In July 1921 a ceasefire and truce were declared after pressure from the United States and major figures close to the British government. Michael Collins was sent to London to negotiate a settlement. It was a disastrous decision. He was reluctant to go but Éamon De Valera, the 'President of the Irish Republic' and a highly skilled negotiator, after a secret meeting with the British Prime Minister Lloyd George, insisted that he should go.
When Collins signed the Anglo- Irish Treaty on 6th. December 1921, dividing Ireland and demanding an oath of allegiance to the British Crown, he remarked that he was signing his own death warrant. And he was correct.
The purist republicans  refused to comply with the terms of the Treaty and the Irish Civil War began.
Michael Collins was made Commander-in-Chief of the Irish Free State National Army.


Commander-in Chief of the Free State Army.
On a visit to his home in County Cork on August 22nd. 1922, against advice, his convoy was ambushed at Béal na Bláth and he was shot dead by his former comrades. It happened just a few miles from where he was born. He was 31 years old.

'They won't shoot me in my own county', he had insisted. How wrong can you be?



 









Our guides for most of our Michael Collins Experience were Mary and Graham Gosling  and Sonny O'Leary who is a great Collins enthusiast.
 Mary and Graham are the owners of and brains behind 'Gosling Gifts and Games' which they run from their beautiful house overlooking The Long Strand bay at Castlefreke.

                Left to right: Sonny, Graham, Mary, Mrs. S., Marian, Jim. at Béal na Bláth.

Sonny made his fortune as a cow inseminator and now owns the land where Michael Collins walked on Christmas Day 1921. Sonny very kindly gave me some 'cow inseminating gloves' for my birthday a couple of years ago. They have long sleeves, are made of transparent latex and come in several colours. Sonny says that he prefers the pink ones because they give more sensitivity. It would be fair to say that Sonny has had a hand in most of the cow pregnancies from Cork to Clonakilty and from Baltimore to Bantry.
########
### Check your understanding
A. Copy the Michael Collins passage starting with "On a visit to" and going on through "can you be?", substituting "motorcade" for "convoy".
B. Answer these questions from the Michael Collins passage:
(i) On what date did Collins sign the Anglo-Irish Treaty?
(ii) At what place was his convoy ambushed?
(iii) How did Sonny make his fortune?
C. According to the Michael Collins passage, why did the Irish Civil War begin?
The entries after the Michael Collins passage have no connection to it.

### Data for review
########
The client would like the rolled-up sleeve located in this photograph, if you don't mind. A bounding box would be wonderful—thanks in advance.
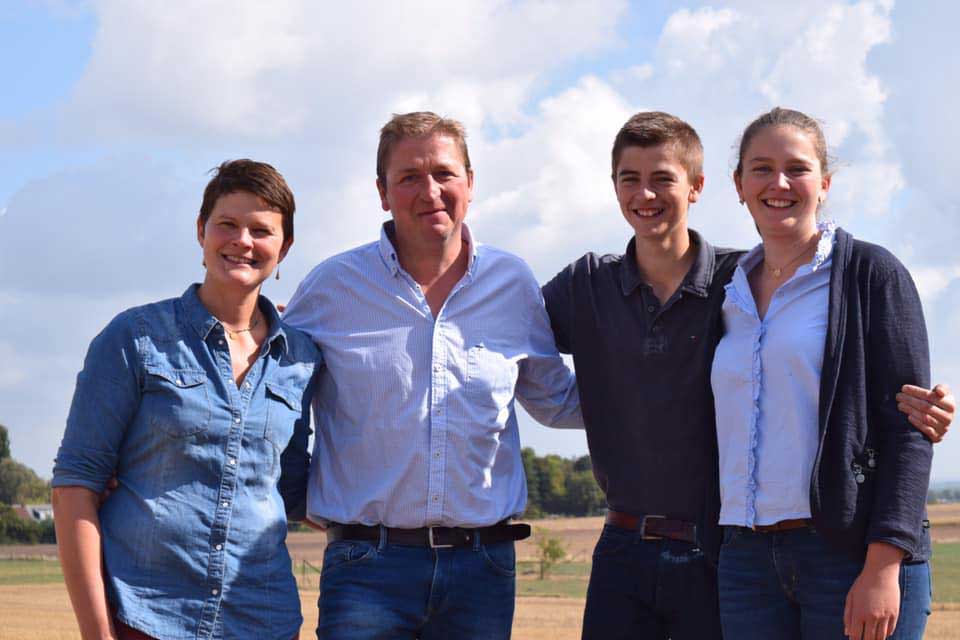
[277,364,322,520]
[52,314,140,493]
[516,283,583,429]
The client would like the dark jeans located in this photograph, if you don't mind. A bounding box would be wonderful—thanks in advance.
[720,527,931,640]
[317,535,516,640]
[583,525,720,640]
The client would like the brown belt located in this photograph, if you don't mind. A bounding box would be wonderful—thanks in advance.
[747,518,811,533]
[327,522,530,549]
[606,510,697,544]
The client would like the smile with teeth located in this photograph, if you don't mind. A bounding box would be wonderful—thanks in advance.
[763,198,796,209]
[633,209,663,218]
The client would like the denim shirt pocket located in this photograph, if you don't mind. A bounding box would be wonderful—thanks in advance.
[263,382,303,444]
[141,364,211,438]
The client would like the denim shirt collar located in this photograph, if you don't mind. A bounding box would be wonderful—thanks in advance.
[620,229,717,298]
[378,220,477,279]
[180,282,288,355]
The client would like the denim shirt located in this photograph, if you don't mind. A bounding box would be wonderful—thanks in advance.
[53,285,319,640]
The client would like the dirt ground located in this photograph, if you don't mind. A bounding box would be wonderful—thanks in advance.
[7,584,960,640]
[0,505,960,640]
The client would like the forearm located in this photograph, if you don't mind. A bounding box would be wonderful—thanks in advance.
[53,487,115,640]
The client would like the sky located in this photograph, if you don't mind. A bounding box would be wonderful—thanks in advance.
[0,0,960,481]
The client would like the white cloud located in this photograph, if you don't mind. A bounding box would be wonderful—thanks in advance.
[0,0,960,480]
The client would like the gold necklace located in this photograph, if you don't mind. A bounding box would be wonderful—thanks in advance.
[763,236,816,278]
[220,317,260,340]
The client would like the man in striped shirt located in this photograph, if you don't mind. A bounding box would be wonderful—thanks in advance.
[285,112,582,639]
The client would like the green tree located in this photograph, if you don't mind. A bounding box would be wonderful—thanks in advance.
[520,447,543,518]
[0,458,50,504]
[564,470,606,516]
[0,424,10,460]
[536,529,567,580]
########
### Per-task answers
A.
On a visit to his home in County Cork on August 22nd. 1922, against advice, his motorcade was ambushed at Béal na Bláth and he was shot dead by his former comrades. It happened just a few miles from where he was born. He was 31 years old.

'They won't shoot me in my own county', he had insisted. How wrong can you be?

B.
(i) 6 December 1921
(ii) Béal na Bláth
(iii) As a cow inseminator

C. The purist republicans refused to comply with the terms of the Anglo-Irish Treaty. The Treaty divided Ireland and demanded an oath of allegiance to the British Crown.